— start Given records —

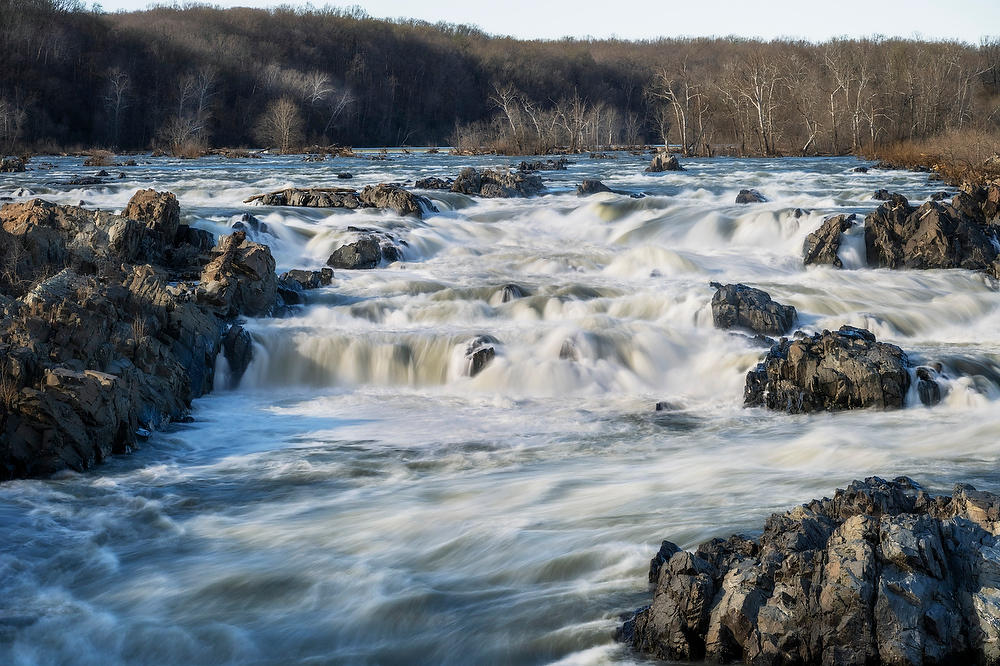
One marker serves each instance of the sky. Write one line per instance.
(966, 20)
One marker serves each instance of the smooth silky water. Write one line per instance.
(360, 499)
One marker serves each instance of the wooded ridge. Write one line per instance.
(188, 78)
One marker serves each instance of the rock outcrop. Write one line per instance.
(11, 164)
(664, 161)
(497, 183)
(544, 165)
(822, 245)
(883, 573)
(740, 306)
(373, 196)
(369, 249)
(935, 235)
(101, 340)
(832, 370)
(750, 196)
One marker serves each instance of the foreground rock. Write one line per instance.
(740, 306)
(373, 196)
(822, 245)
(664, 161)
(934, 235)
(833, 370)
(883, 573)
(497, 183)
(750, 196)
(100, 338)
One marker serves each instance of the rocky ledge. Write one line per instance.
(833, 370)
(388, 196)
(488, 183)
(883, 573)
(102, 339)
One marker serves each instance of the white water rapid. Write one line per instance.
(360, 499)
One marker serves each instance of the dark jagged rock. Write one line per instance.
(12, 164)
(370, 248)
(159, 211)
(592, 186)
(85, 180)
(395, 198)
(250, 224)
(833, 370)
(664, 161)
(750, 196)
(511, 292)
(373, 196)
(434, 183)
(883, 573)
(934, 235)
(480, 352)
(544, 165)
(740, 306)
(927, 387)
(497, 183)
(308, 279)
(822, 245)
(237, 348)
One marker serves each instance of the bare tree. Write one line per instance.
(281, 125)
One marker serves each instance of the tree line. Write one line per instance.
(190, 77)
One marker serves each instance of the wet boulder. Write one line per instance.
(369, 249)
(240, 279)
(883, 573)
(497, 183)
(750, 196)
(434, 183)
(397, 199)
(832, 370)
(237, 349)
(544, 165)
(822, 245)
(740, 306)
(12, 164)
(935, 235)
(591, 186)
(664, 161)
(159, 211)
(479, 353)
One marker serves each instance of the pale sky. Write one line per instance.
(966, 20)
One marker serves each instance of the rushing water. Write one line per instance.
(360, 499)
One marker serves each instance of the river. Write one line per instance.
(359, 499)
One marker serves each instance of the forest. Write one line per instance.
(188, 78)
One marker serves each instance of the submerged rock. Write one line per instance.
(750, 196)
(480, 352)
(822, 245)
(833, 370)
(883, 573)
(370, 249)
(740, 306)
(664, 161)
(497, 183)
(12, 164)
(544, 165)
(935, 235)
(373, 196)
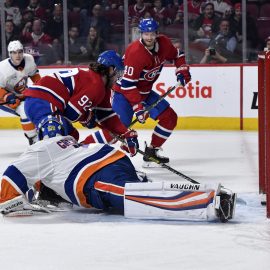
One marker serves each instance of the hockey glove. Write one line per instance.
(183, 75)
(131, 142)
(140, 112)
(90, 120)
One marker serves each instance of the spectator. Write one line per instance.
(97, 20)
(252, 32)
(221, 7)
(267, 44)
(222, 47)
(12, 13)
(77, 50)
(136, 12)
(54, 25)
(37, 9)
(74, 16)
(173, 8)
(160, 14)
(10, 32)
(94, 44)
(39, 42)
(205, 25)
(27, 16)
(194, 9)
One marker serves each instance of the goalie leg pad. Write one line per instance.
(169, 201)
(19, 206)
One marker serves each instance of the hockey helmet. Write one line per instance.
(148, 25)
(111, 58)
(50, 127)
(14, 46)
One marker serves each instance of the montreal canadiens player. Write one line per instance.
(102, 177)
(143, 60)
(14, 73)
(59, 99)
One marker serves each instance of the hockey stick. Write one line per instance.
(149, 108)
(3, 103)
(158, 162)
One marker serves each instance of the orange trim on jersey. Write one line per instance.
(90, 170)
(159, 202)
(8, 192)
(35, 77)
(28, 127)
(110, 188)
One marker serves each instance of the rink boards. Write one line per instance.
(218, 97)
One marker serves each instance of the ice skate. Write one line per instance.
(225, 204)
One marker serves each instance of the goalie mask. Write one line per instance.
(50, 127)
(14, 46)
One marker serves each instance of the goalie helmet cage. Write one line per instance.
(264, 126)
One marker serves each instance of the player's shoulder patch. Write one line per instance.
(163, 38)
(28, 58)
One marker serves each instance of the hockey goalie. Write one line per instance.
(103, 177)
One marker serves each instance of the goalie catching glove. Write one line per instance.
(183, 75)
(131, 142)
(19, 206)
(11, 100)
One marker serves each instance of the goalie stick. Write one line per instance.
(157, 161)
(149, 108)
(3, 103)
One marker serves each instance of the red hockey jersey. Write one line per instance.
(142, 67)
(73, 92)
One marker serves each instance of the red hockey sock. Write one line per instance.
(167, 122)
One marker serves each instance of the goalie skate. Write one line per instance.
(225, 204)
(152, 159)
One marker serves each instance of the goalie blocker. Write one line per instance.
(178, 201)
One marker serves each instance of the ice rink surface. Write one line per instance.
(83, 239)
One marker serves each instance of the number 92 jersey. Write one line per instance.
(72, 92)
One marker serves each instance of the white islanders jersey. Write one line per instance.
(61, 164)
(14, 80)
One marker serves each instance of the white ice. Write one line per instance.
(81, 239)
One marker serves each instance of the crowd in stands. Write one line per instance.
(93, 26)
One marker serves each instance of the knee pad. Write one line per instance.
(168, 119)
(50, 127)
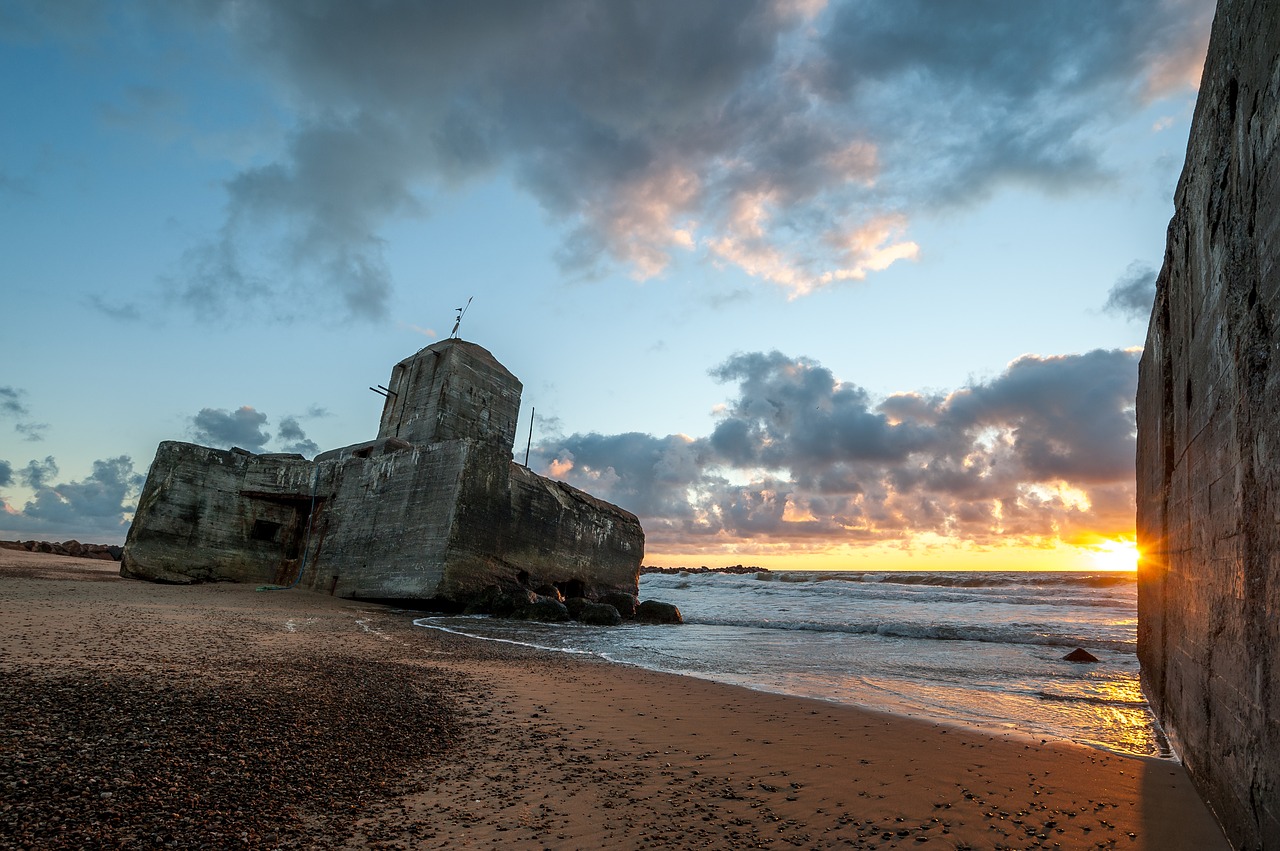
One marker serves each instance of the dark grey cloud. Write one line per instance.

— end Given records —

Goal: Please write out all the data again word for word, but not the pictures.

Result of this exercise:
One marker serves each instance of the sky. Write one line per instance.
(966, 20)
One marker serves each instance of the smooth silky water. Write one line per instance.
(360, 499)
One marker serves each instance of the wooded ridge. Write one line per instance.
(188, 78)
One marker serves each instance of the rock outcrop. Write one line per instance.
(11, 164)
(664, 161)
(497, 183)
(544, 165)
(822, 245)
(883, 573)
(740, 306)
(373, 196)
(369, 249)
(935, 235)
(101, 340)
(832, 370)
(750, 196)
One marker serves each instance of the foreground rock. Write one line per instance.
(740, 306)
(373, 196)
(822, 245)
(664, 161)
(934, 235)
(833, 370)
(883, 573)
(497, 183)
(750, 196)
(100, 338)
One marker serves each instance of the rocky ledge. Write one line per instance.
(833, 370)
(388, 196)
(488, 183)
(883, 573)
(102, 339)
One marker serves each instance of the white water rapid. Write one line per instance.
(360, 499)
One marker serves each instance of the dark jagged rock. Write one line per instance.
(12, 164)
(370, 248)
(159, 211)
(592, 186)
(85, 180)
(395, 198)
(250, 224)
(833, 370)
(664, 161)
(750, 196)
(511, 292)
(373, 196)
(434, 183)
(883, 573)
(934, 235)
(480, 352)
(544, 165)
(740, 306)
(927, 387)
(497, 183)
(308, 279)
(822, 245)
(237, 348)
One marker serves each instance of the bare tree. Write one line per instance.
(281, 125)
One marker serves each instance of the tree line. Write one line per instance.
(190, 77)
One marker serves each instance of the wet boulder. Write one line per instance.
(369, 249)
(240, 279)
(883, 573)
(497, 183)
(750, 196)
(434, 183)
(397, 199)
(832, 370)
(237, 349)
(544, 165)
(822, 245)
(740, 306)
(12, 164)
(935, 235)
(591, 186)
(664, 161)
(159, 211)
(479, 353)
One marker serves each instance of the pale sky. Write one line per instance.
(966, 20)
One marker serves each instance of the rushing water. Write one line per instance.
(360, 499)
One marker serves each instance of the river. Write one line per instance.
(359, 499)
One marker serves each instance of the forest. Write one line per instance.
(188, 78)
One marker serves each instance of the submerged rock. Write one line per instance.
(750, 196)
(480, 352)
(822, 245)
(833, 370)
(883, 573)
(370, 249)
(740, 306)
(664, 161)
(497, 183)
(12, 164)
(544, 165)
(935, 235)
(373, 196)
One marker serves each instance of the hockey glove. Write one line per instance.
(183, 75)
(131, 142)
(140, 112)
(90, 120)
One marker serves each instance of the spectator. Write one line per instance.
(97, 20)
(252, 32)
(221, 7)
(267, 44)
(222, 47)
(12, 13)
(77, 50)
(136, 12)
(54, 25)
(37, 9)
(74, 16)
(173, 8)
(160, 14)
(10, 32)
(94, 44)
(39, 42)
(205, 25)
(27, 16)
(194, 9)
One marker serves each instance of the goalie leg pad. Write one line per instance.
(169, 201)
(19, 206)
One marker serves each instance of the hockey helmet. Write one line per instance.
(148, 25)
(111, 58)
(50, 127)
(14, 46)
One marker serves each instance of the montreal canadiens player. Write one line per instance.
(102, 177)
(143, 60)
(14, 73)
(59, 99)
One marker serves each instance of the hockey stick. Write one line per instance.
(149, 108)
(3, 103)
(158, 162)
One marker serves each instance of the orange trim on jersey. Write one line per instance.
(90, 170)
(159, 202)
(8, 192)
(35, 77)
(28, 127)
(110, 188)
One marker serves each instance of the rink boards. Write one line per instance.
(218, 97)
One marker serves each instance of the ice skate. Write one line per instance.
(225, 204)
One marker serves each instance of the goalie mask. Write one line per instance.
(50, 127)
(14, 46)
One marker serves each instance of the goalie helmet cage. Write one line per instance.
(264, 126)
One marker serves each instance of the player's shoulder patch. Write one line per instance.
(163, 38)
(28, 58)
One marker serves each instance of the hockey goalie. Write one line per instance.
(103, 177)
One marker serves each instance of the goalie catching glove. Write one line per instance.
(183, 75)
(131, 142)
(19, 206)
(11, 100)
One marker serves each instance of the goalie stick. Write one line per instance.
(157, 161)
(149, 108)
(3, 103)
One marker serves each instance of the red hockey jersey. Write one line per instance.
(142, 67)
(73, 92)
One marker serves each instance of the red hockey sock. Write one line per instance.
(167, 122)
One marker serves each instance of the goalie skate. Write one line per instance.
(225, 204)
(152, 159)
One marker serves each instance of the goalie blocker. Write one line per instance.
(178, 201)
One marker serves each instance of the ice rink surface. Write one line per instance.
(83, 239)
One marker serves each instance of the number 92 jersey. Write one line per instance.
(72, 92)
One marker serves each instance of the white islanders jersey. Write one line per instance.
(61, 164)
(14, 80)
One marker serves each instance of the white ice. Write one line per instance.
(81, 239)
One marker serves each instance of the crowd in stands. Write one line per instance.
(93, 26)
One marker serves each instance of the knee pad. Write one line per instance.
(168, 119)
(50, 127)
One marker serves each instance of the dark grey cloud. Write one line per instance.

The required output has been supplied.